---------- Exercise data

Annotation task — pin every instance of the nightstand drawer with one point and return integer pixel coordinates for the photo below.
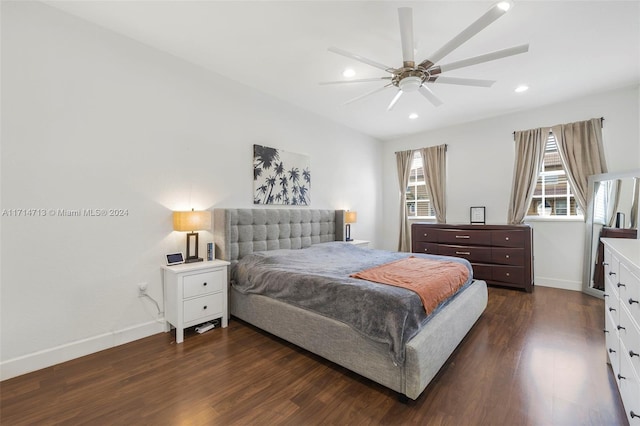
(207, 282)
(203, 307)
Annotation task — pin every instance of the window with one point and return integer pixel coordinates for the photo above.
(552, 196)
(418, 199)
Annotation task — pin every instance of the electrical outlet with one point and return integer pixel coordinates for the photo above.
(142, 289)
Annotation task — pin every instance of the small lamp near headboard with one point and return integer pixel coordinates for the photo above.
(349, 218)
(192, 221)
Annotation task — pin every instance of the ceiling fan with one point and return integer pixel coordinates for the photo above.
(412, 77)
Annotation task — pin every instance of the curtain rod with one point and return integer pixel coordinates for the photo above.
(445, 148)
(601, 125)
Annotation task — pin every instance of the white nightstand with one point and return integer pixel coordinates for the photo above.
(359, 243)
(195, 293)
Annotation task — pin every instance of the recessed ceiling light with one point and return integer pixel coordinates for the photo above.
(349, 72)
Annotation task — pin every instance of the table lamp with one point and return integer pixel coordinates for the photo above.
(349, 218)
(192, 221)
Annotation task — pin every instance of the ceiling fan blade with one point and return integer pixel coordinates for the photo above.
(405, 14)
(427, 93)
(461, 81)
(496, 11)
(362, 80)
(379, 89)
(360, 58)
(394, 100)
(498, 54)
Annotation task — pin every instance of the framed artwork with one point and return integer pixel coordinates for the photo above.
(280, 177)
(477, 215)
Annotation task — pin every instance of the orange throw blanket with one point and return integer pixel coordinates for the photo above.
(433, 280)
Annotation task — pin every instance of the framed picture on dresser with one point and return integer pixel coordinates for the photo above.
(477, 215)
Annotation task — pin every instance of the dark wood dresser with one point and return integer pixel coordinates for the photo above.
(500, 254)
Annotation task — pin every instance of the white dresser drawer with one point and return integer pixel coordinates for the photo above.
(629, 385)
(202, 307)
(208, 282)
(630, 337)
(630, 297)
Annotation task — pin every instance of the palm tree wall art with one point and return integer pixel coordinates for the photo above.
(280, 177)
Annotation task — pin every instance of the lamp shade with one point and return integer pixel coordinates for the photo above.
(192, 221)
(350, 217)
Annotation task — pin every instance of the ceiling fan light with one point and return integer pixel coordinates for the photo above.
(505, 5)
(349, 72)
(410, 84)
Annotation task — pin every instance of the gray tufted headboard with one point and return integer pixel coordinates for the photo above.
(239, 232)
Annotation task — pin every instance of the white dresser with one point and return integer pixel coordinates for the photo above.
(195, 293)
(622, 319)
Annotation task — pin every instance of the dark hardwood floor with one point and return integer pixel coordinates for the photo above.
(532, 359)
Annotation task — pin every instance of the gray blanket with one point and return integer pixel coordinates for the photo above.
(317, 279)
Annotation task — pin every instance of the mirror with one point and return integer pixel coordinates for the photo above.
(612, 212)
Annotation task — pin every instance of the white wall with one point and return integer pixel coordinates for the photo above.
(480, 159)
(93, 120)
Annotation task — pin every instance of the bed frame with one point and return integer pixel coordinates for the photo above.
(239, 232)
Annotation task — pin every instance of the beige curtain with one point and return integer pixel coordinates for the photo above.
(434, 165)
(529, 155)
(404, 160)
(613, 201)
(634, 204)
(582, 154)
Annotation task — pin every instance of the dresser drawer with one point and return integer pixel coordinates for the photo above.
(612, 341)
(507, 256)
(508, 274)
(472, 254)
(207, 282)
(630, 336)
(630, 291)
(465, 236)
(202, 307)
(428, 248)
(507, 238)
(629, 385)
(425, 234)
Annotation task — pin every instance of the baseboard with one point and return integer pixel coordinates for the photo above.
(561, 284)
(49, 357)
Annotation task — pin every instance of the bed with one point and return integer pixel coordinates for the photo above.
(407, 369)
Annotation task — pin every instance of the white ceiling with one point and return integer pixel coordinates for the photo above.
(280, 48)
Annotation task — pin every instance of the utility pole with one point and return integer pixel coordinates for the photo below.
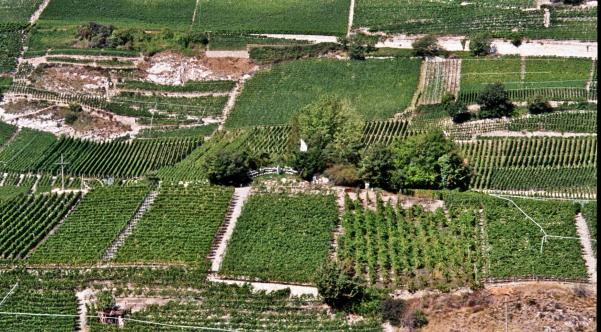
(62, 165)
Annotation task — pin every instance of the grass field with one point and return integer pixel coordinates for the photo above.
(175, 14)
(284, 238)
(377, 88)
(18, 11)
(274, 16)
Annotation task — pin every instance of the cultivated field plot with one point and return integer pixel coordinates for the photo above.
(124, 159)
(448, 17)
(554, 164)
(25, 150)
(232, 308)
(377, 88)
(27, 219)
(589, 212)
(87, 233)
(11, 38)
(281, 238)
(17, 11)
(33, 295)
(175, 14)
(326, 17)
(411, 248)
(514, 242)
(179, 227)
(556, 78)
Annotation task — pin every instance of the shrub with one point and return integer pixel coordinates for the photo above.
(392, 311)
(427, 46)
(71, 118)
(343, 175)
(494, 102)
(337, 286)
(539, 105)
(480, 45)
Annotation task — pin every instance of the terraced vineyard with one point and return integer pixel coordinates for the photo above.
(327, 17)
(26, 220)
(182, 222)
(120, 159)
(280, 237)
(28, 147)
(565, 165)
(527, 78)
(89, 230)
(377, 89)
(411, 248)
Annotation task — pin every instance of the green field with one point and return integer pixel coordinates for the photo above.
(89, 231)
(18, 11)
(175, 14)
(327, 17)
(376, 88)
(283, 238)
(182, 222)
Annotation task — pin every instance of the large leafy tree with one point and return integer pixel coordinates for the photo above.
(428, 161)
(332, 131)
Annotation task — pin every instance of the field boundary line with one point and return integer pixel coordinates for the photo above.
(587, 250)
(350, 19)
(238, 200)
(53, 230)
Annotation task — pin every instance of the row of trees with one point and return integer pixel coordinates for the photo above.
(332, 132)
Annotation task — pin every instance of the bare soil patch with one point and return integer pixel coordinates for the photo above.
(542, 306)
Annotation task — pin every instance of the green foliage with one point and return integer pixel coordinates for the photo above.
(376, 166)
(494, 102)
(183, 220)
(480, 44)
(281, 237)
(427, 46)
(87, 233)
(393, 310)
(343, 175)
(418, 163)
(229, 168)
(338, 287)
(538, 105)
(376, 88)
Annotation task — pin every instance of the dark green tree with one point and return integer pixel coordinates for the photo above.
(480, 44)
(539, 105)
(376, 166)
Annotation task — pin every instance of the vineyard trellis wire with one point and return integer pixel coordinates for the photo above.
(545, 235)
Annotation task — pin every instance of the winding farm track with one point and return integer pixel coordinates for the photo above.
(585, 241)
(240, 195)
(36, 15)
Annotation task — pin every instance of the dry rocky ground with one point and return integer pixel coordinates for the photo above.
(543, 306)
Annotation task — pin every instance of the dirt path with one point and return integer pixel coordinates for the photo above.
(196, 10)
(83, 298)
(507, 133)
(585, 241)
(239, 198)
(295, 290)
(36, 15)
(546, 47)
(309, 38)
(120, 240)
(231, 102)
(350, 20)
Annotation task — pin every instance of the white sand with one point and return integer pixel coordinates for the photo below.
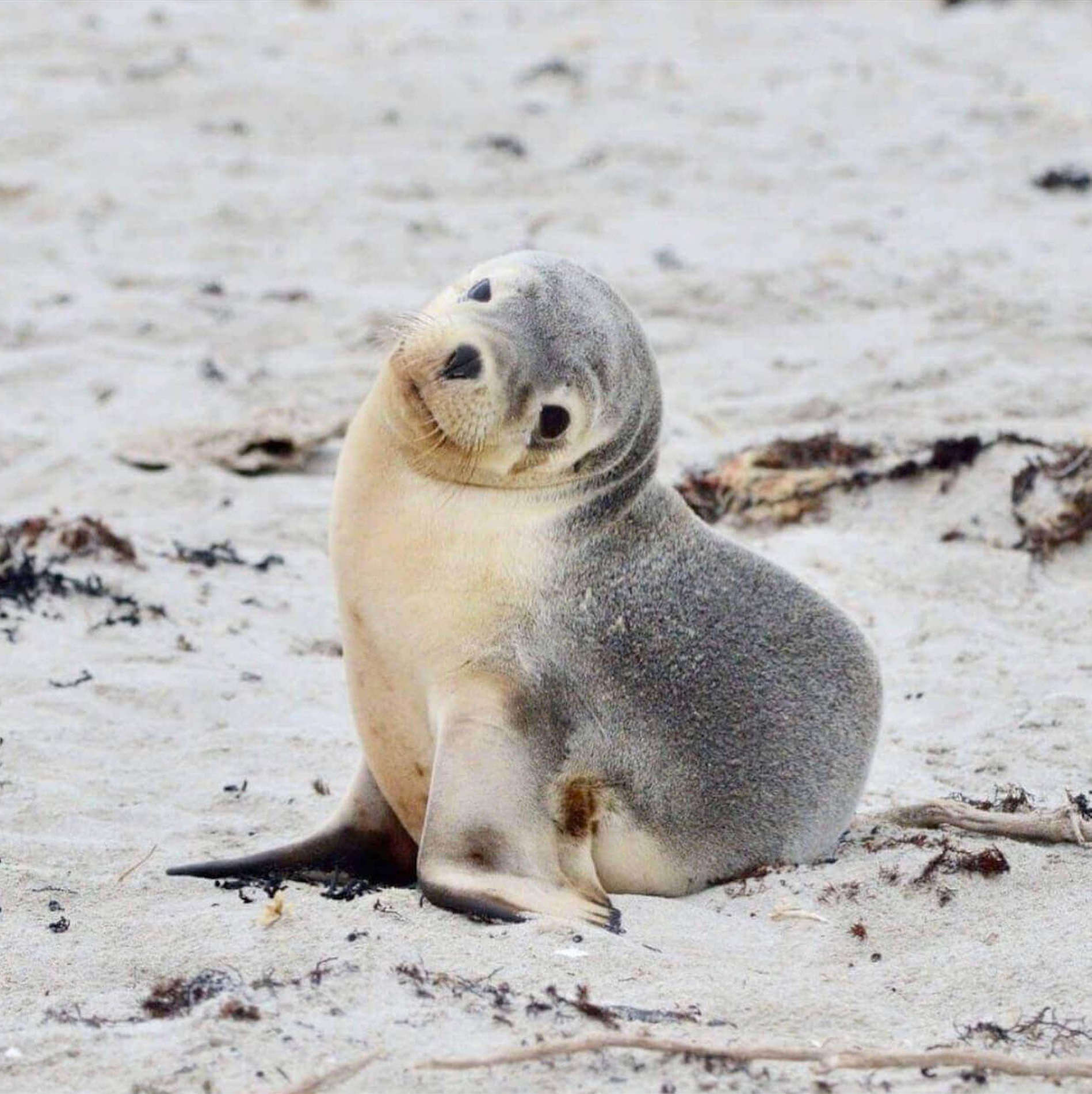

--------------------

**What you have to do:** From the first line to the last, reproduce the records above exactly and skip the pictures.

**Answer to the problem:**
Annotation task — pin every instance of the nightstand drawer with one point and return integer pixel coordinates for the photo below.
(207, 282)
(203, 307)
Annotation task — pin every instance of the window with one point and return integer pixel coordinates for the photo above.
(552, 196)
(418, 199)
Annotation task — pin every instance of the electrical outlet with one point and return integer pixel coordinates for the photo above.
(142, 289)
Annotation task — pin every instance of the small lamp near headboard with one point and return integer pixel coordinates for the photo above.
(349, 218)
(192, 221)
Annotation task — pin every instance of the ceiling fan with one point and return integer pixel coordinates for the photo above.
(412, 77)
Annotation task — pin every instance of the curtain rod with one point and return integer pixel coordinates for the photo above.
(445, 148)
(601, 125)
Annotation task — pin every instance of the white nightstand with one point and return integer pixel coordinates for the photo above.
(359, 243)
(195, 293)
Annotation task — pin every instance of the recessed ceiling light with one point and return integer pixel coordinates for the photo above.
(349, 72)
Annotation task — pin every instance of the table lamp with one point and return integer pixel coordinates for the photo above.
(349, 218)
(192, 221)
Annotation task — pin every instance of the ceiling fan blade with one point and return integer pixel coordinates for the photo above.
(405, 14)
(427, 93)
(461, 81)
(496, 11)
(362, 80)
(379, 89)
(360, 58)
(394, 100)
(498, 54)
Annotation task — pin every instance of the framed artwork with one point and return integer pixel coordinates for the photo above.
(280, 177)
(477, 215)
Annotation task — pin every instance of the orange throw blanket with one point and return integer pixel coordinates for the photo above.
(433, 280)
Annotation task — pin every instance of the framed picture on dresser with one point and return integer pixel coordinates for the photo above.
(477, 215)
Annotation task — pin every instance of the dark wood dresser with one point and return integer pixel coordinates for the photo above.
(500, 254)
Annotation task — pin every instance of the white dresser drawer with one point and return integer pixel coordinates for the photo above.
(629, 385)
(202, 307)
(208, 282)
(630, 337)
(630, 297)
Annotation task — pin every instance of the palm tree wall art with one point and return integer pixel coordinates for the photo above.
(280, 177)
Annotation task — pin every instance of the lamp shade with one point and return integer pixel coordinates for the photo above.
(192, 221)
(350, 217)
Annotation task — pin every instance of the ceiling fan light with one point and return integer pixel coordinates for the photo above.
(505, 5)
(349, 72)
(410, 84)
Annotation task — pin every instance of the gray tufted headboard with one point and return integer pixel coordinates for the photo above.
(239, 232)
Annotation task — pin every instance of the white dresser with one point and return integer pixel coordinates for the photo above.
(195, 293)
(622, 319)
Annotation task — pin every instance of the dark hardwood floor with one point and return integer pixel coordinates for the photo above.
(532, 359)
Annotation task — pin every instance of the gray blanket with one point and return integer pixel coordinates for the photo above.
(317, 279)
Annotation task — pin every instance of the mirror with one point and return integer pixel coordinates for the photo above.
(612, 212)
Annotation task — pin every instance of the white wall with one point and return integer pixel coordinates for the photo above.
(480, 159)
(93, 120)
Annotation task — pin every instance of the bed frame with one point and return integer pixel coordinates for the photo above.
(239, 232)
Annotation task — pin every instance of the beige curtain with one point and return integer pixel coordinates for the photo above.
(434, 165)
(529, 155)
(404, 160)
(613, 201)
(634, 204)
(582, 154)
Annotation task — pin every instance of the dresser drawer with one point and return integer pixel coordinates for the photo above.
(612, 341)
(507, 256)
(508, 274)
(472, 254)
(207, 282)
(630, 336)
(630, 291)
(465, 236)
(202, 307)
(428, 248)
(507, 238)
(629, 385)
(425, 234)
Annotation task — pin every instance of the baseboard with one point and return integer pixel coordinates for the photo above.
(561, 284)
(49, 357)
Annotation task — pin every instance of the bed with one point and return integer pixel coordinates for the photo above.
(407, 369)
Annotation task — pin every instance of the white ceiling with one point and return integer pixel coordinates for the photo above.
(280, 48)
Annotation task — pin every instance of the utility pole with one point and return integer pixel coordinates for the photo below.
(62, 165)
Annotation task — pin every instance of the grass field with one point and return integer pixel coordinates for the photo above.
(175, 14)
(284, 238)
(377, 88)
(18, 11)
(274, 16)
Annotation task — pin every instance of the cultivated field plot with one point and return integer pixel coordinates for the photo above.
(124, 159)
(448, 17)
(554, 164)
(25, 150)
(232, 308)
(377, 88)
(27, 219)
(589, 212)
(87, 233)
(11, 38)
(281, 238)
(17, 11)
(33, 295)
(175, 14)
(326, 17)
(411, 248)
(514, 242)
(179, 227)
(556, 78)
Annotation task — pin every instance of the shrub with one point and return integer pixel coordinates for the photo above.
(392, 311)
(427, 46)
(71, 118)
(343, 175)
(494, 102)
(337, 286)
(539, 105)
(480, 45)
Annotation task — pin every instance of the terraced vineyard with one point and return integer pixel coordinates for the photo above.
(327, 17)
(26, 220)
(182, 222)
(120, 159)
(280, 237)
(28, 147)
(565, 165)
(527, 78)
(89, 230)
(377, 89)
(411, 248)
Annotation task — pin every instance of the green field with one point and return integer pixel coordinates for the photo above.
(89, 231)
(18, 11)
(175, 14)
(327, 17)
(376, 88)
(283, 238)
(182, 222)
Annotation task — pin every instance of the large leafy tree with one point and return integer pixel coordinates for the photo above.
(428, 161)
(332, 131)
Annotation task — pin every instance of the field boundary line with one point and return integer pixel coordinates for the photo above.
(587, 250)
(350, 19)
(238, 200)
(53, 230)
Annotation task — pin every instance of the row of trees with one point and return integer pixel coordinates for the photo above.
(332, 132)
Annotation task — pin every instance of the bare soil patch with one point and return integer pixel coordinates for the photo above.
(542, 306)
Annotation task — pin every instance of the green foliage with one point and return integer pixel coordinates for the photo above.
(376, 166)
(494, 102)
(183, 220)
(480, 44)
(281, 237)
(427, 46)
(87, 233)
(393, 310)
(343, 175)
(418, 163)
(229, 168)
(338, 287)
(538, 105)
(376, 88)
Annotation task — pin every instance of the dark green tree with one point and return integer pixel coordinates for the photo above.
(480, 44)
(539, 105)
(376, 166)
Annotation task — pin every instance of the vineyard trellis wire with one point and return integer pixel coordinates for the photo above.
(545, 235)
Annotation task — pin every instance of the winding farm track with one point and return integer pixel coordinates for the photo above.
(585, 241)
(240, 195)
(36, 15)
Annotation task — pin every instance of the dry rocky ground with one point and return integer pixel coordinates for the photo above.
(543, 306)
Annotation task — pin every instance of the dirt path with one point and return integer pixel coordinates for the photo above.
(196, 10)
(83, 298)
(507, 133)
(585, 241)
(239, 198)
(295, 290)
(36, 15)
(546, 47)
(309, 38)
(120, 240)
(231, 102)
(350, 20)
Annotation task — pin every instance of the white sand with one point and return integer pixel coordinates for the photo below.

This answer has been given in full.